Overview

A connection defines the information required to connect to an external system.

Pipelines communicate with external systems to read and write data. Most of these external systems require sensitive information, such as user names or passwords, to access the data. When you configure pipelines and pipeline fragments, you can enter the details needed to connect to the external system, or you can select an existing connection that contains the details.

Using connections provides the following benefits:
Increased security
When you use connections, you can limit the number of users that need to know the security credentials for external systems.
For example, you want to ensure that only the DevOps team knows the security credentials required to access external systems. A DevOps engineer logs into Control Hub to create all connections to the external systems, and then shares the connections with data engineers who design pipelines, granting them the ability to use the connections. Data engineers select the appropriate connection name for a pipeline stage, but cannot view the connection details.

*Collection entries*.
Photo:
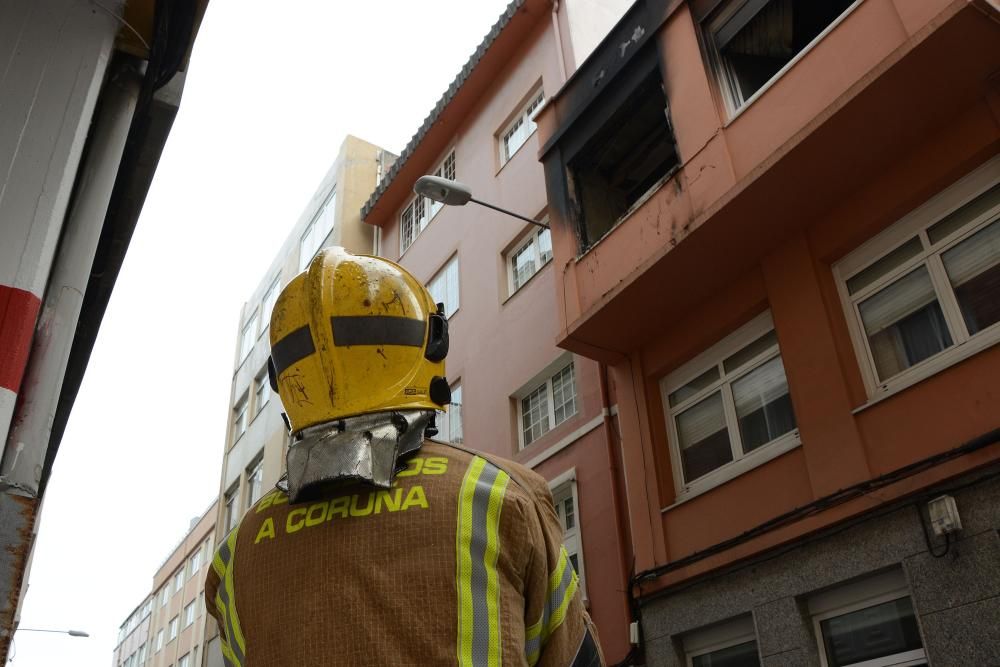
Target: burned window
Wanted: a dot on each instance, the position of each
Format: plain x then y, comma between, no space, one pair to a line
752,40
629,154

*Problems to work on*.
A. Retype the part of the connections overview between "Using connections provides" and "the connection details.", inclusive.
B. Does the connections overview support each statement? Answer yes or no for each, quoting the deciding words. (i) Data engineers can see the connection details when they pick a connection for a pipeline stage. (ii) When configuring pipelines, you can either enter the connection details or select an existing connection. (iii) Connections can reduce how many users need to know the security credentials for external systems.

*Answers by task*.
A.
Using connections provides the following benefits:
Increased security
When you use connections, you can limit the number of users that need to know the security credentials for external systems.
For example, you want to ensure that only the DevOps team knows the security credentials required to access external systems. A DevOps engineer logs into Control Hub to create all connections to the external systems, and then shares the connections with data engineers who design pipelines, granting them the ability to use the connections. Data engineers select the appropriate connection name for a pipeline stage, but cannot view the connection details.

B.
(i) No: "Data engineers select the appropriate connection name for a pipeline stage, but cannot view the connection details."
(ii) Yes: "you can enter the details needed to connect to the external system, or you can select an existing connection that contains the details."
(iii) Yes: "you can limit the number of users that need to know the security credentials for external systems."